> AVAILABLE DATA
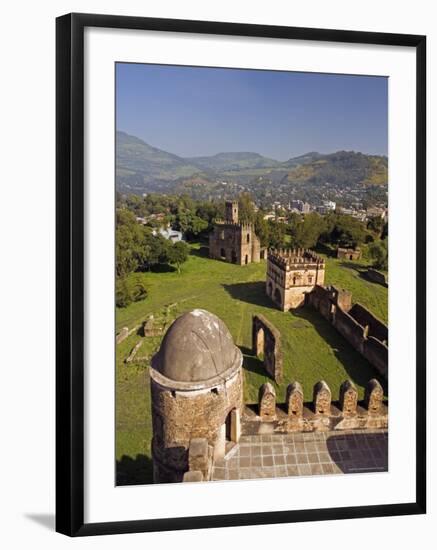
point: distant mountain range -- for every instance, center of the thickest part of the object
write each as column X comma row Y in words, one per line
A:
column 142, row 168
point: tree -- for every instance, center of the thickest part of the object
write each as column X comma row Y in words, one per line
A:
column 178, row 254
column 306, row 233
column 379, row 253
column 376, row 225
column 130, row 246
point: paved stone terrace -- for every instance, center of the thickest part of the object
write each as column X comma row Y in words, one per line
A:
column 304, row 454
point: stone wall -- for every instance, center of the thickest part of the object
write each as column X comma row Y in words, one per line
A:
column 321, row 414
column 349, row 253
column 235, row 243
column 266, row 340
column 365, row 332
column 291, row 275
column 180, row 415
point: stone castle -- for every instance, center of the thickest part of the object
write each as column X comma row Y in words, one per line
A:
column 296, row 277
column 233, row 241
column 200, row 419
column 199, row 416
column 291, row 274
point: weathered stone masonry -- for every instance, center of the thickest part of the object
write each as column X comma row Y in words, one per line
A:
column 321, row 414
column 266, row 340
column 197, row 397
column 233, row 241
column 291, row 274
column 196, row 387
column 365, row 332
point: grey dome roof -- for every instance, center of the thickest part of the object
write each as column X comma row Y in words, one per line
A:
column 197, row 347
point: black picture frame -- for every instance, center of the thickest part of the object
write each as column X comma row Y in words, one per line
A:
column 70, row 273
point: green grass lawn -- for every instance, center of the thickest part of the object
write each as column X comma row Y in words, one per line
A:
column 312, row 348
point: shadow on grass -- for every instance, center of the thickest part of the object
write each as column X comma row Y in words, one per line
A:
column 362, row 271
column 134, row 471
column 352, row 361
column 253, row 293
column 252, row 363
column 202, row 252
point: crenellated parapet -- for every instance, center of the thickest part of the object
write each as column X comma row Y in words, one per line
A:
column 321, row 414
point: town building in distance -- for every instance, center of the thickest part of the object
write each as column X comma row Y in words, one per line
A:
column 233, row 241
column 291, row 274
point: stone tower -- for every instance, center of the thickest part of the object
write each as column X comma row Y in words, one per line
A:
column 233, row 241
column 291, row 274
column 197, row 392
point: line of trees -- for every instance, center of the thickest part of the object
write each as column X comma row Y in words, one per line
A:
column 139, row 247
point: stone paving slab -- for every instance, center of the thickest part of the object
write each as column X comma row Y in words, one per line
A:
column 305, row 454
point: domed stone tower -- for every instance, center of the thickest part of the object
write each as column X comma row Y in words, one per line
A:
column 197, row 391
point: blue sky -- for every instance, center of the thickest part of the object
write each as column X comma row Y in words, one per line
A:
column 191, row 111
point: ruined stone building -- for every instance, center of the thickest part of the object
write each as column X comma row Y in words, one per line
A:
column 291, row 274
column 233, row 241
column 197, row 393
column 361, row 328
column 348, row 253
column 200, row 421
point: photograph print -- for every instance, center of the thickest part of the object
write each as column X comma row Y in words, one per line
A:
column 251, row 276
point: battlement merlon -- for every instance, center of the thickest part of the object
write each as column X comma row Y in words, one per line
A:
column 243, row 226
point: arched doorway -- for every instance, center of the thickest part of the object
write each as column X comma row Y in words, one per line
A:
column 260, row 342
column 232, row 427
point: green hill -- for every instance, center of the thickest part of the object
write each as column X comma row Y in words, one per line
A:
column 141, row 167
column 233, row 161
column 344, row 168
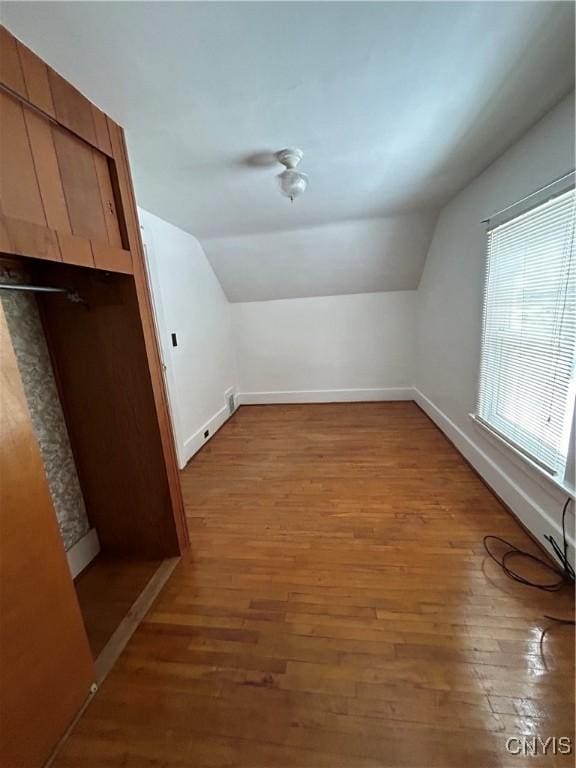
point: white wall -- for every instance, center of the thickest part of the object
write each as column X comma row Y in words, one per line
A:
column 450, row 305
column 190, row 302
column 357, row 347
column 343, row 257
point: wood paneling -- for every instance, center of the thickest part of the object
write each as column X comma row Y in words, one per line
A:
column 47, row 171
column 111, row 258
column 81, row 187
column 10, row 67
column 72, row 109
column 75, row 250
column 102, row 373
column 107, row 199
column 132, row 233
column 101, row 128
column 36, row 79
column 339, row 610
column 19, row 192
column 45, row 663
column 25, row 239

> EXERCISE DESCRIPTION
A faithful, complete copy of the records above is required, one that contains no pictures.

> OUTPUT BELOW
point: distant mountain range -- for every instance, center of the thickest part of the object
write each as column X comma row Y in words, one per line
A:
column 142, row 168
point: tree -- for every instance, center of the thickest part of the object
write each as column X comma row Y in words, one per line
A:
column 178, row 254
column 306, row 233
column 379, row 253
column 376, row 225
column 130, row 246
point: paved stone terrace -- for every instance, center of the thickest part of the object
write each as column X comma row Y in words, one per line
A:
column 304, row 454
point: stone wall -- for every instance, center of the thickest part of the object
write each as column X comma row Y in words, one per line
A:
column 321, row 414
column 349, row 253
column 235, row 243
column 266, row 340
column 365, row 332
column 291, row 275
column 180, row 415
point: stone castle -- for every instance, center of the thickest part of the object
write each as column X comma row Y in words, one per line
A:
column 296, row 277
column 233, row 241
column 200, row 419
column 199, row 416
column 291, row 274
point: weathered stone masonry -- for every instance, center of the thickest part of the object
write each as column X comma row Y in words, one per line
A:
column 321, row 414
column 266, row 340
column 197, row 397
column 233, row 241
column 291, row 274
column 196, row 387
column 365, row 332
point: grey dome roof -- for every instance, center of the thickest part of the object
write each as column X comma row Y in words, one per line
A:
column 197, row 347
point: black picture frame -- for every instance, center of the thickest part of the object
write each as column X comma row Y in words, one per line
A:
column 70, row 273
point: green grass lawn -- for every instance, center of the thickest part of the object
write each as column X comma row Y in words, one per line
A:
column 312, row 348
point: shadow on grass -- for every instance, center of the thickest part of the object
write each as column X comma row Y in words, one per line
A:
column 362, row 271
column 134, row 471
column 352, row 361
column 253, row 293
column 252, row 363
column 202, row 252
point: crenellated parapet -- for every instance, center of the thickest part of the object
write each as column X comma row Y in words, one per line
A:
column 321, row 414
point: town building in distance -- for every instance, center of the thickest part of the object
write each as column X comma row Y in words, one per line
A:
column 233, row 241
column 291, row 274
point: stone tower -- for every instance, center of the thickest part of the object
write each as column X comma row Y in words, one per line
A:
column 233, row 241
column 291, row 274
column 197, row 392
point: line of trees -- for every instance, center of the thickest part of the object
write each as column X comma row Y in words, one per line
A:
column 139, row 247
point: stone paving slab -- for every instance, center of the thickest part of the object
write each as column X comma row Y in words, one per line
A:
column 305, row 454
point: domed stone tower -- for every instance, center of the thickest part of the object
write each as column X comma row Y in words, one per line
A:
column 197, row 391
point: blue sky -- for every instance, center of the thickest part of the object
write each as column X comma row Y in words, one per line
A:
column 191, row 111
point: ruined stone building -- for every instance, center of the thickest part of the object
write each as column X comma row Y in words, one per line
A:
column 291, row 274
column 233, row 241
column 197, row 393
column 361, row 328
column 348, row 253
column 200, row 421
point: photograph print -- for every instance, center of the thickest part of the object
write each as column X comma row Y in words, one per line
A:
column 251, row 276
point: battlement merlon -- for every instance, center of the thickest part of the object
write each as column X comma row Y in words, one per line
A:
column 243, row 226
point: arched doorway -- for every instance, center of the thickest part of the object
write each as column X comma row Y in words, one per line
A:
column 260, row 342
column 232, row 427
point: green hill -- for every instance, center of the thickest part of the object
write each as column X comma row Y in words, one per line
A:
column 141, row 167
column 233, row 161
column 344, row 168
point: white wall -- for every instance, center of the thickest part of the object
write each as column X comma row Y in words, one per line
A:
column 450, row 305
column 190, row 302
column 357, row 347
column 343, row 257
point: wood paneling -- for every instance, center of the thickest part of the object
write each as column X comma row Y in words, one per line
A:
column 47, row 171
column 111, row 258
column 81, row 187
column 10, row 67
column 72, row 109
column 75, row 250
column 102, row 373
column 107, row 199
column 132, row 233
column 101, row 128
column 36, row 79
column 339, row 610
column 19, row 192
column 45, row 663
column 25, row 239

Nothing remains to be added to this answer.